Selected text
□ □ □ □ □ □ □
2023 in Review 📆
Wednesday, July 3, 2024 :: Tagged under: year_in_review pablolife essay. ⏰ 20 minutes.
🎵 The song for this post is Shape da Future, by Hideki Naganuma. Been obsessed with his work recently. 🎵
Twice, I've been late to Year in Review posts. In 2020, I wrote most of it in January, but only posted in July, because I got a new laptop and was too lazy to port my blogging software. In 2021, I was so bruised by a breakup, I simply needed more time to find the words and start functioning again. We're ~50% through 2024, so which case is this? Logistical, or emotional?
The latter, unfortunately. I split with Ramp in October. It was the best company of my career and a very hard split. Like the end of many meaningful relationships, it happened in phases, where I suspect each side has lots they wish the other side understood, but seemed unable to, and words stopped working. This happened within 2 weeks of my grandfather passing, after a years-long battle with dementia. There's a third major grief-and-pain narrative at play that even my oversharing ass isn't going to publish, so find me in person if you want details. The year ended with a grotesque terrorist attack, after which I got to watch the victim country disproportionately bomb the hell out of a civilian population they've kept under horrible subjugation for most of my lifetime, the violence of which continues to this day. I saw many people I grew up with, and worked with, cheering it on; months and months of images of babies pulled out of rubble, while organizations like the World Health Organization and Doctors Without Borders call it the worst humanitarian crisis they've ever seen. The bombs still fall, the language of dehumanization continues on all sides, and people are still cheering.
So, this post is delayed. 2023 was a lot to digest.
My late 30's have been hit with pretty severe narratives of grief, loss, heartbreak, and pain. I'm losing relatives and seeing others decline. This storyline peeks into 2024, but: Sapo's "continue monitoring" heart murmur rapidly declined into Stage C Congestive Heart Failure. He nearly died a few weeks ago, and even with treatment I probably have less than a year left with him. I just gotta love him the same while watching his heart fail. The last few years have been marked by deep pain over things I have little control over.
It reminds me: the year I turned 30, Trump got elected. A few years into that, while we were all screaming about declining civil liberties on Twitter, someone wrote: "you know the thing I find most surprising about my 30's is all the fascism. Nobody tells you about the fascism in your 30's!!" The joke, of course, is that the fascism is a "point in history" thing, not a "30s" thing. So: I don't know how much of these Pain Narratives I'm running into are structural to this phase of my life, but some are. Watching parents age, realizing it's unlikely I'll have kids in time to meet them. A lot of people divorce around now; pets and relationships from the 20's end in the 30's. A lot of this is "the breaks," and a lot is just the world.
It can all hurt like hell. But also, I have this cartoon on my wall:
I am typing all this in July, so the pain has been very real. But: I'm coming out of this more whole. More resolved, more relaxed, and more myself. And "more myself" feels like something great for a change. After 5 years at a high-growth startup, and 14 working across 7 companies, finally taking this time and recalibrating has provided a level of comfort and self-assurance I can't remember having before. I'm playing more with my dog. I'm traveling, I'm dancing, I'm dreaming, and learning things for fun again.
□ □ □ □ □ □ □
Written request A
Answer these questions about the 2023 review essay:
(i) In what month did the writer split with Ramp?
(ii) What did Sapo's heart murmur decline into?
(iii) How many years did the writer spend at a high-growth startup?
The records that come next have no connection to the essay above.

Entries shown
□ □ □ □ □ □ □
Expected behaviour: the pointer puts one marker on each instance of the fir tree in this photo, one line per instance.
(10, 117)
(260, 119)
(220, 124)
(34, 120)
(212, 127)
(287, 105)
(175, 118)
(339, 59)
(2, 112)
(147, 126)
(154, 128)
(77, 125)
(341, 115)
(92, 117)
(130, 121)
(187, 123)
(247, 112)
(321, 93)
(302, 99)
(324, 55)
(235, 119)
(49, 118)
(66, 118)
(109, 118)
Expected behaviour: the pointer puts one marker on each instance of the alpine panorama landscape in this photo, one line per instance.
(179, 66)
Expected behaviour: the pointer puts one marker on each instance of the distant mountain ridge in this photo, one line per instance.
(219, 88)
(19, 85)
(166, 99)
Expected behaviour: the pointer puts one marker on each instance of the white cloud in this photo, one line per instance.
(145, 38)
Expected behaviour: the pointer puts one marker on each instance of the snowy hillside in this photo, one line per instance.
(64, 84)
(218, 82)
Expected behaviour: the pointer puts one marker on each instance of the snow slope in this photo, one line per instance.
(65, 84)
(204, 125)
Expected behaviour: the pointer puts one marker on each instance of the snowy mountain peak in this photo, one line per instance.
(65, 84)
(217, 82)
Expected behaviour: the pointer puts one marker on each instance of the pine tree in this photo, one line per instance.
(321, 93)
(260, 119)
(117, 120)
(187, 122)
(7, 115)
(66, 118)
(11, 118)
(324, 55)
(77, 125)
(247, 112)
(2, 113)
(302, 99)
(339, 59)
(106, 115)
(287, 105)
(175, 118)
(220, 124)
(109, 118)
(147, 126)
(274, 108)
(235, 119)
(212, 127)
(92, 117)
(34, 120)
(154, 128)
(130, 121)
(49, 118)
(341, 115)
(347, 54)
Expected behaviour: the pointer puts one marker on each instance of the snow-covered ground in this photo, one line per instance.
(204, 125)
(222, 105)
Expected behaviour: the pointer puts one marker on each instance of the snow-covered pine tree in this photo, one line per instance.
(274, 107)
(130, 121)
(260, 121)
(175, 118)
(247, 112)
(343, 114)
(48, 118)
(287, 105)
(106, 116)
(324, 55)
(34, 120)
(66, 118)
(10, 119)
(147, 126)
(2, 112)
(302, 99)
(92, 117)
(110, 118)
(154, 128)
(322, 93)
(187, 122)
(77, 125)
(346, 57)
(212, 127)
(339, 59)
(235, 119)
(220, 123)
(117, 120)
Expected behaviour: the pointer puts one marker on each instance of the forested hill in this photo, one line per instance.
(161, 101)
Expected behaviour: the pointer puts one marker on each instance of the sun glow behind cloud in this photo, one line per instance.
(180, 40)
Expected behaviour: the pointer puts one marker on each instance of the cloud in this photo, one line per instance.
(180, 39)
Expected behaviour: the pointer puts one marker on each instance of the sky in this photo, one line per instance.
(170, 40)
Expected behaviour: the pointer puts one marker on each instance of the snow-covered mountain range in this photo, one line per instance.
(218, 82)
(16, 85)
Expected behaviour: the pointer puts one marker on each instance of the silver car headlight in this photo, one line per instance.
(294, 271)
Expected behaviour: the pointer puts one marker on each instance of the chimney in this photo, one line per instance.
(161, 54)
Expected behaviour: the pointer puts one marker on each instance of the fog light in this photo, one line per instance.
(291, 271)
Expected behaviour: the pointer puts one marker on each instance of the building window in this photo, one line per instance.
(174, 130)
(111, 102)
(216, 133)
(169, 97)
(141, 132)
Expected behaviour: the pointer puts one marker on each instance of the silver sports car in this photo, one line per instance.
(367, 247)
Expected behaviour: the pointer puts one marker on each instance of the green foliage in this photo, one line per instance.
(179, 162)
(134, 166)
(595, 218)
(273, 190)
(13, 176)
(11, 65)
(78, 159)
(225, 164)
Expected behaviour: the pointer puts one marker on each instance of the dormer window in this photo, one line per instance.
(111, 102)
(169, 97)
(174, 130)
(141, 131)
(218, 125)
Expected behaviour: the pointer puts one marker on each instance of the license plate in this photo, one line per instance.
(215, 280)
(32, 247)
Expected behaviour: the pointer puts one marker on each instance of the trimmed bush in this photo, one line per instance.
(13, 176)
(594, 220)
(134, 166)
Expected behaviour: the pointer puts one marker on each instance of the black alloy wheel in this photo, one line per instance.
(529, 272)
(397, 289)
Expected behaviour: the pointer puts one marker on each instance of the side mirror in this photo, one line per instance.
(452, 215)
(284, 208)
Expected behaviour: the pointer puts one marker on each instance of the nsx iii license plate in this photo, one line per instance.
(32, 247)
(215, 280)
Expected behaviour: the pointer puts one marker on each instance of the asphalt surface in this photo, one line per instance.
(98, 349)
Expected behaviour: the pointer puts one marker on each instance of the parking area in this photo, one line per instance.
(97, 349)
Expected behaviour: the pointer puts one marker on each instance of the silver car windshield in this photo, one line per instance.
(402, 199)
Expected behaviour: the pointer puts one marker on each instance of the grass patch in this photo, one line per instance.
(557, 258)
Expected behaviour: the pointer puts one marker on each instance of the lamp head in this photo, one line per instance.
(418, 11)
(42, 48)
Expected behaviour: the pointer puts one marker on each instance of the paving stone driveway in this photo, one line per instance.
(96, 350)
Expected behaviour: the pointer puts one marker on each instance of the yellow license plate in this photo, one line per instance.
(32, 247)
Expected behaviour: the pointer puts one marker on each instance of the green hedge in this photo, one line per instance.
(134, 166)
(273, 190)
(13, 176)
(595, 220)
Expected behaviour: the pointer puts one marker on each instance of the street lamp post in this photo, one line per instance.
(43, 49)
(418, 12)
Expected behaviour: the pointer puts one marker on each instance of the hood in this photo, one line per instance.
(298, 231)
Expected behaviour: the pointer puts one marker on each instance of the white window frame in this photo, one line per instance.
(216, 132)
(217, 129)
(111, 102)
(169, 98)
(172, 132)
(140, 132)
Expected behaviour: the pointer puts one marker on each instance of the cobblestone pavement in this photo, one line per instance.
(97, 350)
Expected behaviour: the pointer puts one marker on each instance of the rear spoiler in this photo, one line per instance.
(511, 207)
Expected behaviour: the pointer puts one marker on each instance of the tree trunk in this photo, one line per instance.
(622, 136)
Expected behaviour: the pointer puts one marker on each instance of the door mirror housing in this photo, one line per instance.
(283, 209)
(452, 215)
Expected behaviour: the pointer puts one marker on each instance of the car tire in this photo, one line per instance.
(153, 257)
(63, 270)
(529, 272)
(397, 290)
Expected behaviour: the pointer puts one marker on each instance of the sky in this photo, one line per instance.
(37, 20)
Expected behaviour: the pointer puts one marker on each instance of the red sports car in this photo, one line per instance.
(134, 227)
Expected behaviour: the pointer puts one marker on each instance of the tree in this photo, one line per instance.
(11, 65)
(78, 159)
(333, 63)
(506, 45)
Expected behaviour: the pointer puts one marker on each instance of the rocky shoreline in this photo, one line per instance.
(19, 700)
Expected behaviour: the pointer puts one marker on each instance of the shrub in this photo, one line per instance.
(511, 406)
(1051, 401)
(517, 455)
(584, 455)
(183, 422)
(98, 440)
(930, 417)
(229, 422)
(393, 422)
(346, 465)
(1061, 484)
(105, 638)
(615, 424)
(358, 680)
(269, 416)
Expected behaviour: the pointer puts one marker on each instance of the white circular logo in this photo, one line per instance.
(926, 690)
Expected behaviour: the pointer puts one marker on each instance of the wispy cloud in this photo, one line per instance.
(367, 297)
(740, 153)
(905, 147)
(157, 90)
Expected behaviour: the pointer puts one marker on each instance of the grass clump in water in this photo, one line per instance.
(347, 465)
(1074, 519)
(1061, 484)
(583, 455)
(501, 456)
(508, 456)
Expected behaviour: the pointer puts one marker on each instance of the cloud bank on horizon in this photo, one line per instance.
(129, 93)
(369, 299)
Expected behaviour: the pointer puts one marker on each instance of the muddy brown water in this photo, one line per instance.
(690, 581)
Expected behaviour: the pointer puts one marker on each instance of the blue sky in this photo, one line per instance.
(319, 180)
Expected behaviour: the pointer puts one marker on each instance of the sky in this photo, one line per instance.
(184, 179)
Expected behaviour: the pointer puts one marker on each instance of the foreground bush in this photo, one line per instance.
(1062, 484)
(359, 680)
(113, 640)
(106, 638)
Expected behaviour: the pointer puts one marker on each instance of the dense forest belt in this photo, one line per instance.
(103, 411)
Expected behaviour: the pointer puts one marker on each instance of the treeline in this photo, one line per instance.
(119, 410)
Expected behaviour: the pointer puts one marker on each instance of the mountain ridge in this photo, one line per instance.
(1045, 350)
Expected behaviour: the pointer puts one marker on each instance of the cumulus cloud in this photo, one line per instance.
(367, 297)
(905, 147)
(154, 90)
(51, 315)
□ □ □ □ □ □ □
Written request B
List every line of the records above that contains the string "green".

Full response A
(i) October
(ii) Stage C Congestive Heart Failure
(iii) 5 years

Full response B
Expected behaviour: the pointer puts one marker on each instance of the green foliage in this photo, one line per instance.
Expected behaviour: the pointer puts one marker on each instance of the green hedge in this photo, one line per instance.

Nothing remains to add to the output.